Requirements |
Copy word for word everything from the line that contains "point: black handlebar" down to the end of the rows.

[Rows from a point labeling set]
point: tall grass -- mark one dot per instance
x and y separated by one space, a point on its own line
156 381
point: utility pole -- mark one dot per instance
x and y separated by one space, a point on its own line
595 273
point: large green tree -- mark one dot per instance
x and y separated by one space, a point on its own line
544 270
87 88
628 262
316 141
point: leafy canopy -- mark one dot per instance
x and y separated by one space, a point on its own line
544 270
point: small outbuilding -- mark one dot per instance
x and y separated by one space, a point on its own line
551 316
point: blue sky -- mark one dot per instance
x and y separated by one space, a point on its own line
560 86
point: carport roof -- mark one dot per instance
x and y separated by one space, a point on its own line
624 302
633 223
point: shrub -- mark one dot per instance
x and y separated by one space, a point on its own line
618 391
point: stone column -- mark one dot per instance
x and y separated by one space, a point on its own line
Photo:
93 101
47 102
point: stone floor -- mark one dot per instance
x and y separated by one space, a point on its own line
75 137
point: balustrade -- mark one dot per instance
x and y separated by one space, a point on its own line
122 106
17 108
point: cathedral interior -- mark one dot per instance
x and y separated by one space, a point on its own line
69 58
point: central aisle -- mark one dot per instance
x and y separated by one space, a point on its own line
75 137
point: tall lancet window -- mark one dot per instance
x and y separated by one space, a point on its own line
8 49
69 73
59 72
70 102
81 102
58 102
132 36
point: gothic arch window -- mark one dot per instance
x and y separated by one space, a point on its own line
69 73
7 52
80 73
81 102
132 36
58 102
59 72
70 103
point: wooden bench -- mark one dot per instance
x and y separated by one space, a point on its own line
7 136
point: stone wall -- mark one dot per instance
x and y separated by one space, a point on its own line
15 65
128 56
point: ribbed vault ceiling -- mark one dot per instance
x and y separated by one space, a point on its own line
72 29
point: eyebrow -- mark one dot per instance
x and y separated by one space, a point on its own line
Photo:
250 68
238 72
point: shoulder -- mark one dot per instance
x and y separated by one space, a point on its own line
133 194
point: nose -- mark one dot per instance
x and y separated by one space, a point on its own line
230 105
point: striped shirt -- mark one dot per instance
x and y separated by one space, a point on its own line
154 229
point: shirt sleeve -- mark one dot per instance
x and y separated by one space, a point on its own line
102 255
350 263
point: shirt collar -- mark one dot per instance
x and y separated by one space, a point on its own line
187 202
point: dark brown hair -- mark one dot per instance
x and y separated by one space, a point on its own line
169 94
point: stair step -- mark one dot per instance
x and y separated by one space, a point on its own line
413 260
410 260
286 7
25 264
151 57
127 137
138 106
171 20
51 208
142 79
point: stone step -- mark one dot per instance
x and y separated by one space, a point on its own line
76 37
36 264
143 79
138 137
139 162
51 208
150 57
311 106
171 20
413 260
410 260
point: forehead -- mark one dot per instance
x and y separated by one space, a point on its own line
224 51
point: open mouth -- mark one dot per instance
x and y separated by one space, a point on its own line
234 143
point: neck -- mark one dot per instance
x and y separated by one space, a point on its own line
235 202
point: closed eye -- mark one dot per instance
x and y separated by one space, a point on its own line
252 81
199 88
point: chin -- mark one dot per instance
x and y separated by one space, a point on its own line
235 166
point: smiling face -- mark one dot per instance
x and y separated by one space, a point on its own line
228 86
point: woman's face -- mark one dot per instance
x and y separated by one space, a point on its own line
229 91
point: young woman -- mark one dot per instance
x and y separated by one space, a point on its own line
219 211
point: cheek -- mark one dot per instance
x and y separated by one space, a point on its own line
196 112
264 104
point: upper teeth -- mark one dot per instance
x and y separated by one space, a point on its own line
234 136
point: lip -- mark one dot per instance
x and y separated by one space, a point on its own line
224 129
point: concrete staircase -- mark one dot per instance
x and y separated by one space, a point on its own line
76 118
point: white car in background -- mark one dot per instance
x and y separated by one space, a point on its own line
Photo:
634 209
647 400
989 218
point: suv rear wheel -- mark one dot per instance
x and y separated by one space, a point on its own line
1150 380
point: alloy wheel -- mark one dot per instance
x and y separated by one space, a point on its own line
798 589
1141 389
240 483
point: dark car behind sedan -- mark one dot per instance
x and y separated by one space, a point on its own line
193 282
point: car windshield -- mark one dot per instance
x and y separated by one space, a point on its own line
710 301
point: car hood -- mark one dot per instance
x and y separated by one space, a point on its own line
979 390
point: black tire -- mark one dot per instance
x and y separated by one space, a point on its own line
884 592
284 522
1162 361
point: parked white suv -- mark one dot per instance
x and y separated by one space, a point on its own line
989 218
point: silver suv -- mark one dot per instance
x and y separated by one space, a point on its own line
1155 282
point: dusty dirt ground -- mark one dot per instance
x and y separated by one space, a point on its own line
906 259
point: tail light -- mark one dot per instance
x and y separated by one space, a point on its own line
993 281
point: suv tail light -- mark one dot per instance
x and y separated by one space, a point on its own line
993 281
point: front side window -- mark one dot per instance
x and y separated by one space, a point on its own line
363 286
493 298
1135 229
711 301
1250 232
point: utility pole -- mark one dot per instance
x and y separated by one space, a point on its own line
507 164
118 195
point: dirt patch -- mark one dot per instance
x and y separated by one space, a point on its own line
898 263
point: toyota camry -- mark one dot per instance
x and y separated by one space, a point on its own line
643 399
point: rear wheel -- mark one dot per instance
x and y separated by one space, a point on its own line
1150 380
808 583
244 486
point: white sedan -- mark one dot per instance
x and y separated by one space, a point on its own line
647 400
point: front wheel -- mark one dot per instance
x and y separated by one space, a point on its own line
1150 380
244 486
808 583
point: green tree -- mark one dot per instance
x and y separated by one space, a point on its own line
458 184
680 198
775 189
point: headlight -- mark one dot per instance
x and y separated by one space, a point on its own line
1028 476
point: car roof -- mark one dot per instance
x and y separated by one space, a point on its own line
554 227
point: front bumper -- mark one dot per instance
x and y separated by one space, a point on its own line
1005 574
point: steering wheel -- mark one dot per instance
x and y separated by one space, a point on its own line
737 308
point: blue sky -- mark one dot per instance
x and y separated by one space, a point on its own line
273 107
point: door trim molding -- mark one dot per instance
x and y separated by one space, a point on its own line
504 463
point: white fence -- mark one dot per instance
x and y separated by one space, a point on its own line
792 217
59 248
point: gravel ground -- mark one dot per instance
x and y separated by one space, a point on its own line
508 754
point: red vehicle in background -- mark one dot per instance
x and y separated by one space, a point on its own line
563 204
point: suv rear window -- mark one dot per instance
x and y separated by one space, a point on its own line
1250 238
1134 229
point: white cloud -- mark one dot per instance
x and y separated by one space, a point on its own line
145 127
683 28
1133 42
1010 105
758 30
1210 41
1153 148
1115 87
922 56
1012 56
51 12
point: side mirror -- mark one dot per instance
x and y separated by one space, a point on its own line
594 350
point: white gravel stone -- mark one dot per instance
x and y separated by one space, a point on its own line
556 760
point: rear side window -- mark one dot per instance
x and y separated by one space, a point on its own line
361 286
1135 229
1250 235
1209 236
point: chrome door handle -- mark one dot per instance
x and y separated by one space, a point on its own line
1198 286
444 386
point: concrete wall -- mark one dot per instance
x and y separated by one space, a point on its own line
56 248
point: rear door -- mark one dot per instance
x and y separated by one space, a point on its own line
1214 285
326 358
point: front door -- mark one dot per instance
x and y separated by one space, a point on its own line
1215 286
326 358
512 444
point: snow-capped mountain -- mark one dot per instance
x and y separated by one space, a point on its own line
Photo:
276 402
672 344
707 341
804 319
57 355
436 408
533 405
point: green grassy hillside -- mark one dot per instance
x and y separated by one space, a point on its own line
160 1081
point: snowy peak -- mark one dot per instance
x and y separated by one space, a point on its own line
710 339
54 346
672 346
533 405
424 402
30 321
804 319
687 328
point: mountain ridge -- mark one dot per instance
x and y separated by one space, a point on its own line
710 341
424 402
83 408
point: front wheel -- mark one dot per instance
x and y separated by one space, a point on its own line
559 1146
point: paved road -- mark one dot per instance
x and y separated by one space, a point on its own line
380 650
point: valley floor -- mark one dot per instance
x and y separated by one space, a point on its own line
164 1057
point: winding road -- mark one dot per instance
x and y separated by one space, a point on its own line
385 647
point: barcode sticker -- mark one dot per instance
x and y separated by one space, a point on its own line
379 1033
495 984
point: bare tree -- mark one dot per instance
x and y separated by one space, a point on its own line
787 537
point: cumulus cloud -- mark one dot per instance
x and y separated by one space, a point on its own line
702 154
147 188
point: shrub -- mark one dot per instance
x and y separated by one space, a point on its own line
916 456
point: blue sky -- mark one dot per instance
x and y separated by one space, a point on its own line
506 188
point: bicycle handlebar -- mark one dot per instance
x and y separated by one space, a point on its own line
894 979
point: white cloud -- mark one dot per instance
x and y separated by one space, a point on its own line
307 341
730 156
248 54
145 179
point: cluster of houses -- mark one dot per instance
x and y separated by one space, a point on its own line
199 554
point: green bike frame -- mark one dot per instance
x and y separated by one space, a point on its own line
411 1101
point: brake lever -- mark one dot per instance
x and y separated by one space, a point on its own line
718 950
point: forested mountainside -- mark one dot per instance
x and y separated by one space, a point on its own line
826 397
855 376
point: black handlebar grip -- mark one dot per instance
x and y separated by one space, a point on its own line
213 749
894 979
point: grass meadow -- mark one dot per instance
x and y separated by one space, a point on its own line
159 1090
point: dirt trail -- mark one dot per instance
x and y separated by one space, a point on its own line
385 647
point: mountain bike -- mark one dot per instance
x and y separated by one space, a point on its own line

Answer to this task |
point: black handlebar grip -- mark one dot per instance
x and y separated by one space, a point on its own line
213 749
894 979
point: grass meadow -- mark one dot per instance
x and y separated by one space, a point on its own line
159 1090
point: dirt trail -- mark one dot per instance
x and y separated by one space, a point on its own line
385 647
point: mountain bike -- mark one dot per instance
x and y separated by one space, a point on its own line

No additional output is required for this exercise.